# Anyone remember the Scott Endorphin?



## Sunju (Sep 4, 2004)

My LBS has a slightly used Scott Endorphin for sale. I remember this bike from the mid 90's. It is made of carbon fiber, it is a "soft tail" as it has about 3/4 inch flex built into the chainstays. It looks to be in good condition, no cracks or pealing of the laquer. Anyone remember if there were any problems with this frame? Such as breaking etc. I can get it for about $200 USD. Also, I am a Clyde at around 250lbs, would this pose a problem for the frame. I intend to ride it mostly trail and road, no jumps, hucks, or barn storming. Thanks alot.


----------



## scant (Jan 5, 2004)

my mechanic mate rowan had 1. after a few years noticed masses of tiny hairline cracks @ pretty much every "tube" intersection. scott wouldnt warranty it either. he used it for about a year as a winter bike until it became real flexy... at which point he stopped using it!


----------



## Sunju (Sep 4, 2004)

scant said:


> my mechanic mate rowan had 1. after a few years noticed masses of tiny hairline cracks @ pretty much every "tube" intersection. scott wouldnt warranty it either. he used it for about a year as a winter bike until it became real flexy... at which point he stopped using it!


 Thank you for the information. I think I will pass on it. It also needs a special derailure and other not so easy to locate items. Thanks


----------



## Sideknob (Jul 14, 2005)

*Endorphin*

One 'o' these?:


----------



## GoldenG (Feb 18, 2011)

Oops


----------



## Rumpfy (Dec 21, 2003)

Yours looks very pixelated.


----------



## ameybrook (Sep 9, 2006)

Braiiiiins


----------



## Uncle Grumpy (Oct 20, 2005)

ameybrook said:


> Braiiiiins


This is the Vintage board. Around here we like our bikes pre-1996 and our threads pre-2010. 

I think it's great that people are finding old threads and adding to them after years have passed, instead of starting a new thread. Oh, except when someone was selling a bike in 2008 and someone pipes up to ask if it's still for sale. Ha!

Grumps


----------



## mik_git (Feb 4, 2004)

Rumpfy said:


> Yours looks very pixelated.


I think that was an issue with the very early ones, they solved it by the team version

eg, no pixelationa t all...or background either for that matter... very fast.


----------
+++++
* _PROMPT A_
Summarize the forum thread about the Scott Endorphin in two sentences.
The forum thread and the entries that come after it are unrelated material.

Pointing dataset entries:
+++++
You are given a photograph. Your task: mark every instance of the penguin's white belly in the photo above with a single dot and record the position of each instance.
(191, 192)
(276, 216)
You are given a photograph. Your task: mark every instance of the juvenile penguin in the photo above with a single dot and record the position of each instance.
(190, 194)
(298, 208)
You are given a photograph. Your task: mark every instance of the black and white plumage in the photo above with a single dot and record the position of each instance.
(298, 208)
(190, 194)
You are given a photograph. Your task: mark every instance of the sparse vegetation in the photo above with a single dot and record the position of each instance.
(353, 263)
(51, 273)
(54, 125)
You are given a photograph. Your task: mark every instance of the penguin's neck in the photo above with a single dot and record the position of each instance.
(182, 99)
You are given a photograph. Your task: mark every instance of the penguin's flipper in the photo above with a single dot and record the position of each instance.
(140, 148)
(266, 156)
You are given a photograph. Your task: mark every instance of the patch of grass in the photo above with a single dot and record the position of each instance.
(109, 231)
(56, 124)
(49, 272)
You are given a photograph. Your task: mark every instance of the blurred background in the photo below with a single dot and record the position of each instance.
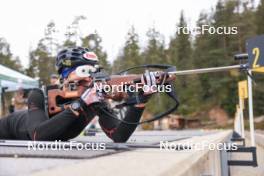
(141, 32)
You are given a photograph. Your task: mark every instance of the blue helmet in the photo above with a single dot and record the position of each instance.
(70, 58)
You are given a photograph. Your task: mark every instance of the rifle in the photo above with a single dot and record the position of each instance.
(58, 98)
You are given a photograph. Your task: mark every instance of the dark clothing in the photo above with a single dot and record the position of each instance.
(34, 124)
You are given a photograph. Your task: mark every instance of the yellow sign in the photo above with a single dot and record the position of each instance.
(243, 89)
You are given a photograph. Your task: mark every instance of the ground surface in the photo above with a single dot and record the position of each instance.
(16, 165)
(20, 161)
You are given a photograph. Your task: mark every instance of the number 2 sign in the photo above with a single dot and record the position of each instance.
(255, 50)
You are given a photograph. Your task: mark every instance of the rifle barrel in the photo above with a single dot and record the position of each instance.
(207, 70)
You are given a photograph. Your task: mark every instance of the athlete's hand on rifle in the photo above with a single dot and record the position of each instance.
(92, 96)
(151, 80)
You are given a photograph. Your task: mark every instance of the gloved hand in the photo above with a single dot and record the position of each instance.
(91, 96)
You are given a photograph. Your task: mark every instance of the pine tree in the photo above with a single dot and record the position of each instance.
(180, 54)
(42, 59)
(93, 42)
(6, 57)
(155, 51)
(131, 52)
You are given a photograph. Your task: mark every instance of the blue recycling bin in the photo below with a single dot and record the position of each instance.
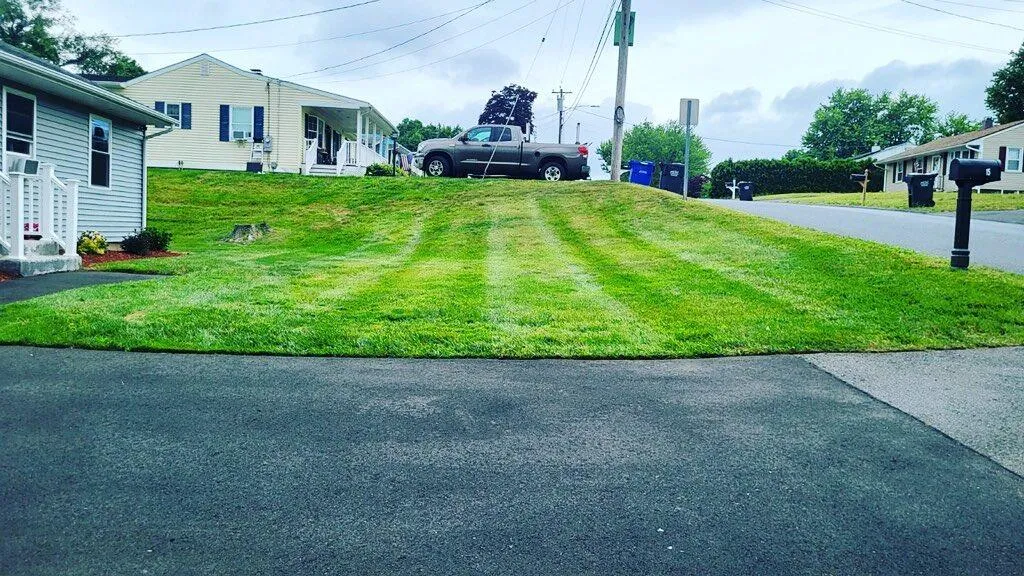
(641, 172)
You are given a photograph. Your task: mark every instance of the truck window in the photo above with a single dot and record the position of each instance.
(478, 134)
(501, 135)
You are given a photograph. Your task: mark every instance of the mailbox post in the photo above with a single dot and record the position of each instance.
(968, 174)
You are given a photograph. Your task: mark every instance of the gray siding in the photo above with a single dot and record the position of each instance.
(62, 139)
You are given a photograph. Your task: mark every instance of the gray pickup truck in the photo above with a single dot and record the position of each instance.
(501, 151)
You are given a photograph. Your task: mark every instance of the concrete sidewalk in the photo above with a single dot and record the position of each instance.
(999, 245)
(133, 463)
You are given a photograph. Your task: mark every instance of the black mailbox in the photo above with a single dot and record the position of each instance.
(975, 172)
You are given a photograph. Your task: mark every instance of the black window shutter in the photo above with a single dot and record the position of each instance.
(225, 122)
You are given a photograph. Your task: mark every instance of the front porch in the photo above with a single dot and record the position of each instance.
(342, 141)
(38, 222)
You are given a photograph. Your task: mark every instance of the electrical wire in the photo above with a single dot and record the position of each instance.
(244, 24)
(398, 45)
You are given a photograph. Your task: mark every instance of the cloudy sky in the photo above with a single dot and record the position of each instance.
(759, 69)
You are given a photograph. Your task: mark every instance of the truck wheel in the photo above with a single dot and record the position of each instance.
(437, 166)
(553, 172)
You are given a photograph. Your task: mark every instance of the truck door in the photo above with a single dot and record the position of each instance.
(473, 153)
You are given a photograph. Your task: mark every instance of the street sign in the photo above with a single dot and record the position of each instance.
(694, 111)
(619, 27)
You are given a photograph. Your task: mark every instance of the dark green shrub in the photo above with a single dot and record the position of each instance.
(796, 175)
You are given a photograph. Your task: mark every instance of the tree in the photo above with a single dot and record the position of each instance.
(1005, 95)
(512, 106)
(954, 124)
(666, 144)
(41, 28)
(412, 132)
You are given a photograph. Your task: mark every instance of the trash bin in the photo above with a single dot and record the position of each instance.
(921, 190)
(673, 176)
(745, 191)
(641, 172)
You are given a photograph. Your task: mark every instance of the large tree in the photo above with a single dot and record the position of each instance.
(512, 106)
(412, 132)
(42, 28)
(666, 142)
(1005, 95)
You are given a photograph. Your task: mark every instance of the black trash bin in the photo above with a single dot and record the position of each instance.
(673, 176)
(745, 191)
(921, 190)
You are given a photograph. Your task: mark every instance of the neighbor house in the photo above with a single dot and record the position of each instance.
(74, 159)
(235, 119)
(1004, 142)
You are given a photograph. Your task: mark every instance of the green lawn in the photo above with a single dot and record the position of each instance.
(462, 268)
(944, 201)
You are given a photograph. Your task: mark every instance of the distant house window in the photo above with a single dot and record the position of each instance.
(19, 121)
(1015, 159)
(99, 145)
(242, 122)
(174, 111)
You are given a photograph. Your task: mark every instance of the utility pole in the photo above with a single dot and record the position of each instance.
(620, 119)
(561, 111)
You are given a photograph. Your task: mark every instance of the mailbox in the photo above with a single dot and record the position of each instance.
(975, 172)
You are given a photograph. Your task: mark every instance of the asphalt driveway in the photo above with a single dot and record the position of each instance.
(999, 245)
(140, 463)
+++++
* _PROMPT B_
Collect every line of the entries that contains the word "house".

* _FINISHED ANSWER A_
Sunju asked whether a slightly used carbon fiber Scott Endorphin offered for about $200 had known frame problems and whether a rider of around 250 lbs would be an issue. After scant reported that a friend's Endorphin developed many hairline cracks at the tube intersections, was refused warranty by Scott, and grew very flexy, Sunju decided to pass on it, noting it also needs a special derailleur and other hard-to-find parts.

* _FINISHED ANSWER B_
You are given a photograph. Your task: mark every instance of the neighbor house in the photo above with a single dot and record the position of each instance.
You are given a photograph. Your task: mark every instance of the distant house window in the photo above with a single dot and record the position of each instance.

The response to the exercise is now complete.